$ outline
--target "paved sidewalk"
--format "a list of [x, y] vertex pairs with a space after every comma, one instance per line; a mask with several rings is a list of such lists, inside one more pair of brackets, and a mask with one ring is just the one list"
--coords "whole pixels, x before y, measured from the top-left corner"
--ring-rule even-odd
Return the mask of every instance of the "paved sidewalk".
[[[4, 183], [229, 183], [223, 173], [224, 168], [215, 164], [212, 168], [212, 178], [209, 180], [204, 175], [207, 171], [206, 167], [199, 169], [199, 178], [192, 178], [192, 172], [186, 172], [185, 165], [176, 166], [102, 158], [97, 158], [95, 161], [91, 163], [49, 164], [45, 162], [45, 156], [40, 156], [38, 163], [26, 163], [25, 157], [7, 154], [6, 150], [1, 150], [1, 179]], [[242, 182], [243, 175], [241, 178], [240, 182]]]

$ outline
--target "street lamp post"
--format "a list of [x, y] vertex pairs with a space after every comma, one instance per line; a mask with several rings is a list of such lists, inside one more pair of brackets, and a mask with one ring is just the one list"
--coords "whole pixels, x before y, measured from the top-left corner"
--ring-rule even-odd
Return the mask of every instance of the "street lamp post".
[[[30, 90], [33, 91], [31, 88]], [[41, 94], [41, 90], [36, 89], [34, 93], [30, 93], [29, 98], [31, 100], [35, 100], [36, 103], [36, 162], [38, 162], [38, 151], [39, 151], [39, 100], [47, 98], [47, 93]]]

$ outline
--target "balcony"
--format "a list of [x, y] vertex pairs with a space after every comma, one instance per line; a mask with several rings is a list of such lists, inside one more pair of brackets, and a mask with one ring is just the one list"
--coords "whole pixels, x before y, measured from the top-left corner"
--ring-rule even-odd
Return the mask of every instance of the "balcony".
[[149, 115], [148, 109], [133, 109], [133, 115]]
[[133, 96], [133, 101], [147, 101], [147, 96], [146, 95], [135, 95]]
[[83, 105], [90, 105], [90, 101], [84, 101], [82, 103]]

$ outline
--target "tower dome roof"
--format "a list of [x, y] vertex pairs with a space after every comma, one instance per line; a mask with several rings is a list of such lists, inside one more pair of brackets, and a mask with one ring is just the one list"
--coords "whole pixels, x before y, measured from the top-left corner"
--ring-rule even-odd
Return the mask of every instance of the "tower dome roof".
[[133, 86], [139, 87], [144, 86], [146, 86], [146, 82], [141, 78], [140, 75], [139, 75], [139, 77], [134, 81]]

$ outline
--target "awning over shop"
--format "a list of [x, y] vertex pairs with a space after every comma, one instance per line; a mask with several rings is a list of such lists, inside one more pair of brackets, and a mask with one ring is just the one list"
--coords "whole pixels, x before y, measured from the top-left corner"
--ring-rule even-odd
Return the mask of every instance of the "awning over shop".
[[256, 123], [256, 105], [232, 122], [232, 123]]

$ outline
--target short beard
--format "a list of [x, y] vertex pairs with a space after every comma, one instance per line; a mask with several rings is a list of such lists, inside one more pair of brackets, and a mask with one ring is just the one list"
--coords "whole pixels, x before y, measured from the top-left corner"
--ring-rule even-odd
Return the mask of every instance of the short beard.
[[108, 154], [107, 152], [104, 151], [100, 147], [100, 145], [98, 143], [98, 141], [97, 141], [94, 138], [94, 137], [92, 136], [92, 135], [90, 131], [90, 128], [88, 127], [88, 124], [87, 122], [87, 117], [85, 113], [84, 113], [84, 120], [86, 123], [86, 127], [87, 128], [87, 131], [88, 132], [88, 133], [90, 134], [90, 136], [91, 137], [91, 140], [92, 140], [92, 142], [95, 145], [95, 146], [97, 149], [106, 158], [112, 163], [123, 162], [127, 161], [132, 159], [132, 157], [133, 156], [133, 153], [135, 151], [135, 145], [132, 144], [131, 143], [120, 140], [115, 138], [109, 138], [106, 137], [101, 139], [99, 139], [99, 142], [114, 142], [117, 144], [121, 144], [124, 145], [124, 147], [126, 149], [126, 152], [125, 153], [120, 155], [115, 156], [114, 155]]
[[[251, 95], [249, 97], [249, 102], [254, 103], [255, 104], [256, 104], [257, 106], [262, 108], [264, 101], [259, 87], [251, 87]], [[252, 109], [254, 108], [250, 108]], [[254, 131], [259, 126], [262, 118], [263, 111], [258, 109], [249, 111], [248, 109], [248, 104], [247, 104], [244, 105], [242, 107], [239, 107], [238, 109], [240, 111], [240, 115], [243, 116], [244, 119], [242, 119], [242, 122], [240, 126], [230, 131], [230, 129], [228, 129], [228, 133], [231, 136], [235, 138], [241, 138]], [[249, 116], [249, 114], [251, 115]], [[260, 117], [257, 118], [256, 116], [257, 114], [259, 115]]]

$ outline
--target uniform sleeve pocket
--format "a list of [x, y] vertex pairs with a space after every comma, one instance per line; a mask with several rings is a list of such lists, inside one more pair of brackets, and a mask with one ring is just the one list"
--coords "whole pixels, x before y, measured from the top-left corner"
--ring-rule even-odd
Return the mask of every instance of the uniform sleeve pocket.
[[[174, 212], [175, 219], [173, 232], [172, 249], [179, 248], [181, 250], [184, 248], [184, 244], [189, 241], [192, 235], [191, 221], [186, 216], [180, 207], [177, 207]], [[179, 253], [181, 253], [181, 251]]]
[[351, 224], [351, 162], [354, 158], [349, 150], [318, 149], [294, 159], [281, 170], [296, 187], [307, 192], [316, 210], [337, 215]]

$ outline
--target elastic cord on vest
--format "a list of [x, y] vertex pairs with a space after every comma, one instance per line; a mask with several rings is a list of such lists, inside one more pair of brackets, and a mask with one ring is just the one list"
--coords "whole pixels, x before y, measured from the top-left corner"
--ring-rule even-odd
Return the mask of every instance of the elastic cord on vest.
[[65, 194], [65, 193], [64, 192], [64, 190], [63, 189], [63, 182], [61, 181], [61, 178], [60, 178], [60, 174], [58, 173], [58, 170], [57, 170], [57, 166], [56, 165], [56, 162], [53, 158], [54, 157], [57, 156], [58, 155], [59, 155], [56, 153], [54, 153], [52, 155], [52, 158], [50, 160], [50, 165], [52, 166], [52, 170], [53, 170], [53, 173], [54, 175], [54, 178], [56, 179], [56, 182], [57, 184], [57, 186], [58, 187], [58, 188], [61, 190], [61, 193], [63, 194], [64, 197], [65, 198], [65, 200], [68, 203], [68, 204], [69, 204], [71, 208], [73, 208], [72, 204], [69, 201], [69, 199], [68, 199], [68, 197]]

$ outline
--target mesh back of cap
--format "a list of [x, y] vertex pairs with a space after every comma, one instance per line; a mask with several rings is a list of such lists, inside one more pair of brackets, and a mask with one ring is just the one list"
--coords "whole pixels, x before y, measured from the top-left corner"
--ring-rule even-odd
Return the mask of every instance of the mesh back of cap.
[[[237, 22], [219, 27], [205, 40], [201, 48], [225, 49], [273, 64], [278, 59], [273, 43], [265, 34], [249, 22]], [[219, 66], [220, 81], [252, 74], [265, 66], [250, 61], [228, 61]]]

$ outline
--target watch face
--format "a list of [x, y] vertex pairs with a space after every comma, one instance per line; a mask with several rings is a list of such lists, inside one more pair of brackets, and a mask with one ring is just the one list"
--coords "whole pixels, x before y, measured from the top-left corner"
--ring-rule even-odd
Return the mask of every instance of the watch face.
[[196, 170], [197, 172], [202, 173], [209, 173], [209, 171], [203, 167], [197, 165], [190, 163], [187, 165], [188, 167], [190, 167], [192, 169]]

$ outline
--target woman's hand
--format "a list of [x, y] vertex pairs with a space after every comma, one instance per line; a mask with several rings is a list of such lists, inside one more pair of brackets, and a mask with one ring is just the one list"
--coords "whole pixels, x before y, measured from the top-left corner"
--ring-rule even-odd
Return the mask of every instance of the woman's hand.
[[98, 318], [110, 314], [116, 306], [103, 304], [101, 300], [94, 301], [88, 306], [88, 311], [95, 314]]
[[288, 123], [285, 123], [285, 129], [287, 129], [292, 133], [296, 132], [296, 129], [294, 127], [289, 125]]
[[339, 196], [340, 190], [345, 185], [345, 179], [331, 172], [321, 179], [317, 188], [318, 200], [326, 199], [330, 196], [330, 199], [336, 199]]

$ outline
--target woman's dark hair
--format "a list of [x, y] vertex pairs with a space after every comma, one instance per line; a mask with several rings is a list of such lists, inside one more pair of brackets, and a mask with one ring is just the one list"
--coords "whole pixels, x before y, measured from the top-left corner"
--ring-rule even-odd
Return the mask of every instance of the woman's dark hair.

■ ■ ■ ■

• Directions for this task
Print the lines from the start of the lines up to and including the line with "178], [240, 182]]]".

• Response to this exercise
$ outline
--target "paved sidewalk"
--format "a list of [x, y] vertex pairs with a space after every comma, one instance per line; a mask with several rings is a list of such lists, inside one more pair of brackets, and a mask with one ring is just the one list"
--coords "whole pixels, x before y, measured from the top-left corner"
--ring-rule even-odd
Return the mask of every instance of the "paved sidewalk".
[[[4, 183], [229, 183], [223, 173], [224, 168], [215, 164], [212, 168], [212, 178], [209, 180], [204, 175], [207, 171], [206, 167], [199, 169], [199, 178], [192, 178], [192, 172], [186, 172], [185, 165], [176, 166], [102, 158], [97, 158], [95, 161], [91, 163], [49, 164], [45, 162], [45, 156], [40, 156], [38, 163], [26, 163], [25, 157], [7, 154], [6, 150], [1, 150], [1, 179]], [[242, 182], [243, 175], [241, 178], [240, 182]]]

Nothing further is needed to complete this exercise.